§ Tasks to complete
- 1) Answer these about the Ultra Tune interview:
(a) What job was Sean Buckley offered at Ultra Tune?
(b) In about what year did he walk in?
(c) How much did the man on the first day say Ultra Tune owed him?
- 2) Pick up the Ultra Tune interview after its last sentence and keep it going.

And then I got offered a job as a general manager of Ultra Tune to come in and work for them. And that’s when I started to have some fun, being able to develop things the way I wanted it.

Simon Dell: What was Ultra Tune like that day you arrived? What were you inheriting as you walked in the door?

Sean Buckley: They didn’t actually tell me the truth of how bad the company was going. It was about 1994, and Ultra Tune I walked in. On the first day. I had some guy walking in fucking wanting to beat me up. He told me that Ultra Tune owed him $40,000 and he was going to kill everyone in the office. That was my first day greeting, you know? “Welcome aboard.”

He calmed down. He was upset and the company did owe him the money. We ended up having to pay for it. I went to the accounting office. I sat down and asked how much money we had in the bank? Oh not much. So I felt like I was ambushed a little bit, but we worked through it. And then the company, I worked there for six months on all this financial pressure. And it wasn’t the business wasn’t profitable. The leases had been created in those days where the leases had no opportunity of going down.

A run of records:

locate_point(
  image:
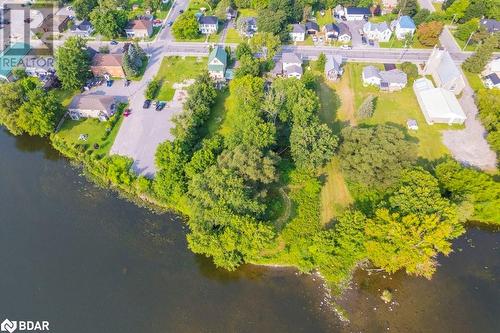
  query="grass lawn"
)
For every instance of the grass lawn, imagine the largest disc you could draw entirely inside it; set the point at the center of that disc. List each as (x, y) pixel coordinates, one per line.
(397, 108)
(247, 12)
(233, 36)
(325, 19)
(217, 113)
(96, 130)
(175, 70)
(396, 43)
(65, 96)
(335, 196)
(474, 80)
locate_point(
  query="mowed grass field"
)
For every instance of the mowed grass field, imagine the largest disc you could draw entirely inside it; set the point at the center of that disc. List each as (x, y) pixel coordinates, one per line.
(339, 102)
(175, 70)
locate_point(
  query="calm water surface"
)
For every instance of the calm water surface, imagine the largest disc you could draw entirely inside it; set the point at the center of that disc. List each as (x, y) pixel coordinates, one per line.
(87, 261)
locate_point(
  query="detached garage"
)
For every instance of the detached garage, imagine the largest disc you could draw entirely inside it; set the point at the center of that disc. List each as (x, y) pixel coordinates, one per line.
(438, 105)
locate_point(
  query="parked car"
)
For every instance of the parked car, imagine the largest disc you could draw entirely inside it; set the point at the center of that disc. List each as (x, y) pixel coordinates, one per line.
(160, 106)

§ Answers to the problems
- 1)
(a) General manager
(b) About 1994
(c) $40,000

- 2)
So, the market reviews were never taken. Let’s say our property was worth $50,000 a year in rent. It’ll go up to 3% per year. It’ll be a 10-year lease. When you got the ten years, the rent will be 70. And you say, “Okay, it’s $70,000, I want a market review.” The market says it’s worth 40. “No, sorry. Can’t go down, it’s on the clause, you have to pay 70.”

So, you had all these franchisees with leases who were above their ability to pay across the board, and it was probably — in those days — probably 80, 90 stores. We had all these guys go broke. A couple guys committed suicide over their problems. We’ve had people run away from their debts, went out of the country all because of these leases. To the credit, the government changed the laws after this, after this disaster in 90s, said it has to go back to market. There was no more one-way clauses where the clauses could go up and not down.

And I still remember the day we… One of the rents, we had the rent review done. And there was an office in Silverwater, a building in Silverwater where the franchisee was struggling very badly. And he had a good turnout but he couldn’t make any money. Couldn’t feed his family, and we got a market review. He was paying $79,000, $80,000 for this building, and the market review said the site was worth $27,500.

And we kept telling him, “Get out of the business.” But he didn’t have the money to get out to relocate. In the end, what happened was the company then sold the business across… They had to get out — all the directors were going to go broke, and that’s where I got involved. And I said, “Look, I’ll buy the business” with, at the time, my girlfriend, and we combined a little bit of money and we said we’ll buy that together. We’ll just take the leases you want.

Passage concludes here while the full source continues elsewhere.